* **Passage given**
+++
Skip to contents

Interface for statistical and machine learning models to be used for nuisance model estimation in targeted learning.

The following list provides an overview of constructors for many commonly used models.

Regression and classification: learner_glm, learner_gam, learner_grf, learner_hal, learner_glmnet_cv, learner_svm, learner_xgboost, learner_mars
Regression: learner_isoreg
Classification: learner_naivebayes
Ensemble (super learner): learner_sl

Author

Klaus Kähler Holst, Benedikt Sommer

Public fields

info

Optional information/name of the model

Active bindings

clear

Remove fitted model from the learner object

fit

Return estimated model object.

formula

Return model formula. Use learner$update() to update the formula.

predict.filter

Return instantiated prediction filter function

predict.filter.generator

Return prediction filter generator function

Methods


learner$new()

Create a new prediction model object

Usage

learner$new(
  formula = NULL,
  estimate,
  predict = stats::predict,
  predict.args = NULL,
  estimate.args = NULL,
  info = NULL,
  specials = c(),
  formula.keep.specials = FALSE,
  predict.filter = function(data, ...) function(pred, newdata, ...) pred,
  intercept = FALSE
)

Arguments

formula

formula specifying outcome and design matrix

estimate

function for fitting the model. This must be a function with response, 'y', and design matrix, 'x'. Alternatively, a function with a formula and data argument. See the examples section.

predict

prediction function (must be a function of model object, 'object', and new design matrix, 'newdata')

predict.args

optional arguments to prediction function

estimate.args

optional arguments to estimate function

info

optional description of the model

specials

optional specials terms (weights, offset, id, subset, ...) passed on to design

formula.keep.specials

if TRUE then special terms defined by specials will be removed from the formula before it is being passed to the estimate print.function()

predict.filter

function to post-process predictions. Useful to bound predictions or handle NAs. The argument is experimental and its behavior may change in the future.

intercept

(logical) include intercept in design matrix


learner$estimate()

Estimation method

Usage

learner$estimate(data, ..., store = TRUE)

Arguments

data

data.frame

...

Additional arguments to estimation and prediction filter generator function

store

Logical determining if estimated model should be stored inside the class.


learner$predict()

Prediction method

Usage

learner$predict(newdata, ..., object = NULL)

Arguments

newdata

data.frame

...

Additional arguments to prediction method and prediction filter function

object

Optional model fit object


learner$update()

Update formula

Usage

learner$update(formula)

Arguments

formula

formula or character which defines the new response


learner$print()
+++
* **Information supplied**
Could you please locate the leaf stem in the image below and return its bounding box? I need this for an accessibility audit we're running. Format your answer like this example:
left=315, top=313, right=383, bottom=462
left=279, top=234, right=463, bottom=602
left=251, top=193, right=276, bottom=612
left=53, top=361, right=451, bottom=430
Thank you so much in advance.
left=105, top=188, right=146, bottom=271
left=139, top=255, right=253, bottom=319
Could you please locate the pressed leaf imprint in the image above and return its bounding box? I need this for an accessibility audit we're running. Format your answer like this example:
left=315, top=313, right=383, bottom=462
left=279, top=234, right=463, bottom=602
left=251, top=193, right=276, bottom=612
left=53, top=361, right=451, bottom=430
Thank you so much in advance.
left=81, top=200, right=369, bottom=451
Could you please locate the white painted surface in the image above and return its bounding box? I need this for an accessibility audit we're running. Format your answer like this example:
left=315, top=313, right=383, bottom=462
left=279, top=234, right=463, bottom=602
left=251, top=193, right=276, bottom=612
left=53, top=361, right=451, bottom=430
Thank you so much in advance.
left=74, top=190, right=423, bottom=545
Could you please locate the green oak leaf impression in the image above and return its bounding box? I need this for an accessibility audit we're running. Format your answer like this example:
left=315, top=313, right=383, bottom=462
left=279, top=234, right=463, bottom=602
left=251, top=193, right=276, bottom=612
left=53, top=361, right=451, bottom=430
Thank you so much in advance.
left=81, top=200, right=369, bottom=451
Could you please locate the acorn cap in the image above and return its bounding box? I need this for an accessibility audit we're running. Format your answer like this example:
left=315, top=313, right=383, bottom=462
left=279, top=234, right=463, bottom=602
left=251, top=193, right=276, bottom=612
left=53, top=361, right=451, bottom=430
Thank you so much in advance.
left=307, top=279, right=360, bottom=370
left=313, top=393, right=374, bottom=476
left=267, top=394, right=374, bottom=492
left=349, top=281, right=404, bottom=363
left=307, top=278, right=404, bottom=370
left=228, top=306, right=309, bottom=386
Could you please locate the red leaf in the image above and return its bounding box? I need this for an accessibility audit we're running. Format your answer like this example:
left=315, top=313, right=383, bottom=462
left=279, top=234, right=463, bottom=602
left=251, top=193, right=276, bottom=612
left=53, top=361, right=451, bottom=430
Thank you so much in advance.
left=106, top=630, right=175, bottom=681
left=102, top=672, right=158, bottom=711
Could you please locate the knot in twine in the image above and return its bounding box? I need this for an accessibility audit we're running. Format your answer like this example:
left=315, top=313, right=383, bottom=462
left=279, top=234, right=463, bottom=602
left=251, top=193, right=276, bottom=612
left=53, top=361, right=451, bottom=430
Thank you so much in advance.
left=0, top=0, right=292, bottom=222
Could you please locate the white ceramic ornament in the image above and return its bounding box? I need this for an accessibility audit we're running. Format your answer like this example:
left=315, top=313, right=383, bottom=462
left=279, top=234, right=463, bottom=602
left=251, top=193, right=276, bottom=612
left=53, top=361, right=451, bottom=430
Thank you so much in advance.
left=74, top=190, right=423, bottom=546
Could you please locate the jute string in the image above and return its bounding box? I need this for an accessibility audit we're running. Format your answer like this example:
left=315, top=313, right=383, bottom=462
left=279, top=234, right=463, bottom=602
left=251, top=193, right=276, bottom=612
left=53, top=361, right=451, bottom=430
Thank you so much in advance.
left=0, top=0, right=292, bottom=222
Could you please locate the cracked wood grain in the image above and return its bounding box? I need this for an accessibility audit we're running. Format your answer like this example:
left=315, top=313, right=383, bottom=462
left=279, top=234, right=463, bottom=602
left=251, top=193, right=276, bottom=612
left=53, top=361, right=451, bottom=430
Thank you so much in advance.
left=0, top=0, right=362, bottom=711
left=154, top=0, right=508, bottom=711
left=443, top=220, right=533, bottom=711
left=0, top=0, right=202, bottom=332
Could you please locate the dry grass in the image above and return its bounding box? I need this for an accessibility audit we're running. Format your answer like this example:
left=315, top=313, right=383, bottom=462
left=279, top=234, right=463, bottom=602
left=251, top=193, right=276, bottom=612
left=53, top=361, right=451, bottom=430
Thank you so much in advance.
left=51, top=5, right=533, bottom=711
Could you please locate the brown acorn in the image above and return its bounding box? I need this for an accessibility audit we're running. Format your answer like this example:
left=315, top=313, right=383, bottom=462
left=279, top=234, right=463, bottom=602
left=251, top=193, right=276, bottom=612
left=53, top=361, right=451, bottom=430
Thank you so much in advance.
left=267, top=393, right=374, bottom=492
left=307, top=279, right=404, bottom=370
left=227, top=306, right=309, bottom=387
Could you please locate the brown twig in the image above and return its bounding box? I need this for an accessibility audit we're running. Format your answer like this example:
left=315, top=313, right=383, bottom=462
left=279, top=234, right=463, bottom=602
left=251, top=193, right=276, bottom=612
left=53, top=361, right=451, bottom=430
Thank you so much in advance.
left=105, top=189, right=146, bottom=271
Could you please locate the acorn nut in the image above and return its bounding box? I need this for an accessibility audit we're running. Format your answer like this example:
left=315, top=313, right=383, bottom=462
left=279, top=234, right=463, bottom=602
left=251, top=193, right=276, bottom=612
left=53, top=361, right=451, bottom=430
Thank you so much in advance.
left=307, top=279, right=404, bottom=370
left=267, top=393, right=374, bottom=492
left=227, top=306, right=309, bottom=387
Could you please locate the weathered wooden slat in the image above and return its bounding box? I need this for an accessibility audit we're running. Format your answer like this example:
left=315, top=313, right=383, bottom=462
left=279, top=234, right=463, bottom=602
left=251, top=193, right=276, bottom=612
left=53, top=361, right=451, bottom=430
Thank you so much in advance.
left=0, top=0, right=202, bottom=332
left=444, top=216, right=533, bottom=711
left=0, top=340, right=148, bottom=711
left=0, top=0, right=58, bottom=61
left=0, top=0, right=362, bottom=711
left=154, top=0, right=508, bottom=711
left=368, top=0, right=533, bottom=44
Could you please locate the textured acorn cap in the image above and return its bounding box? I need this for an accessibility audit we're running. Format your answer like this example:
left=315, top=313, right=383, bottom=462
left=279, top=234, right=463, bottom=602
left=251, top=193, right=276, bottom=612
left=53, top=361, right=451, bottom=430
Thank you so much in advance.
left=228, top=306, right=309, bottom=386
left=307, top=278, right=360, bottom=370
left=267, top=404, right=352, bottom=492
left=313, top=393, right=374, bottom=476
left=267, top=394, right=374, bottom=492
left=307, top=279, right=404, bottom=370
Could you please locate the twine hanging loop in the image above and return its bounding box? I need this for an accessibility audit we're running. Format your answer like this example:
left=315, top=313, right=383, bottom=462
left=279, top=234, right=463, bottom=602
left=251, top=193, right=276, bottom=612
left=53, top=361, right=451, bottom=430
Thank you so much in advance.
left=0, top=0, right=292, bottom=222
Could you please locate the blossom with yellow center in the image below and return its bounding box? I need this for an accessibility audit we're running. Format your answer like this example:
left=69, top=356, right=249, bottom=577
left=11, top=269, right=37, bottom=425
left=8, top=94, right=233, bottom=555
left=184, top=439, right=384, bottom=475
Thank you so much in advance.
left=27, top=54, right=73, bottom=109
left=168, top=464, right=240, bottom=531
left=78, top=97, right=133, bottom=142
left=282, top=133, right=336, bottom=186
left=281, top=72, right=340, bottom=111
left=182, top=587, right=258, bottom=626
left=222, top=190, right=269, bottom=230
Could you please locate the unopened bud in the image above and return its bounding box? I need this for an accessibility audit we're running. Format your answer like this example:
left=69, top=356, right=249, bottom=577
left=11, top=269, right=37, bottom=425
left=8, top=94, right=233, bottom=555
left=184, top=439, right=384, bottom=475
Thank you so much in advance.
+++
* **Aim A**
Translate this sentence from the learner documentation into Spanish: "The argument is experimental and its behavior may change in the future."
* **Aim B**
According to the learner documentation, what must the prediction function be a function of?
* **Aim C**
Extend the learner documentation past its last line, "learner$print()", in the same style.
The data above is separate from the learner documentation.

* **Exercise answer A**
El argumento es experimental y su comportamiento puede cambiar en el futuro.

* **Exercise answer B**
The model object, 'object', and the new design matrix, 'newdata'.

* **Exercise answer C**
Print method

Usage

learner$print()


learner$summary()

Summary method to provide more extensive information than learner$print().

Usage

learner$summary()

Returns

summarized_learner object, which is a list with the following elements:

info

description of the learner

formula

formula specifying outcome and design matrix

estimate

function for fitting the model

estimate.args

arguments to estimate function

predict

function for making predictions from fitted model

predict.args

arguments to predict function

specials

provided special terms

intercept

include intercept in design matrix

Examples

lr <- learner_glm(y ~ x, family = "nb")
lr$summary()

lr_sum <- lr$summary() # store returned summary in new object
names(lr_sum)
print(lr_sum)


learner$response()

Extract response from data

Usage

learner$response(data, eval = TRUE, ...)

Arguments

data

data.frame

eval

when FALSE return the untransformed outcome (i.e., return 'a' if formula defined as I(a==1) ~ ...)

...

additional arguments to design


learner$design()

Generate design object (design matrix and response) from data

Usage

learner$design(data, ...)

Arguments

data

data.frame

...

additional arguments to design


learner$opt()

Get options

Usage

learner$opt(arg)

Arguments

arg

name of option to get value of


learner$clone()

The objects of this class are cloneable with this method.

Usage

learner$clone(deep = FALSE)

Arguments

deep

Whether to make a deep clone.

Examples

data(iris)
rf <- function(formula, ...) {
  learner$new(formula,
    info = "grf::probability_forest",
    estimate = function(x, y, ...) {
      grf::probability_forest(X = x, Y = y, ...)
    },
    predict = function(object, newdata) {
      predict(object, newdata)$predictions
    },
    estimate.args = list(...)
  )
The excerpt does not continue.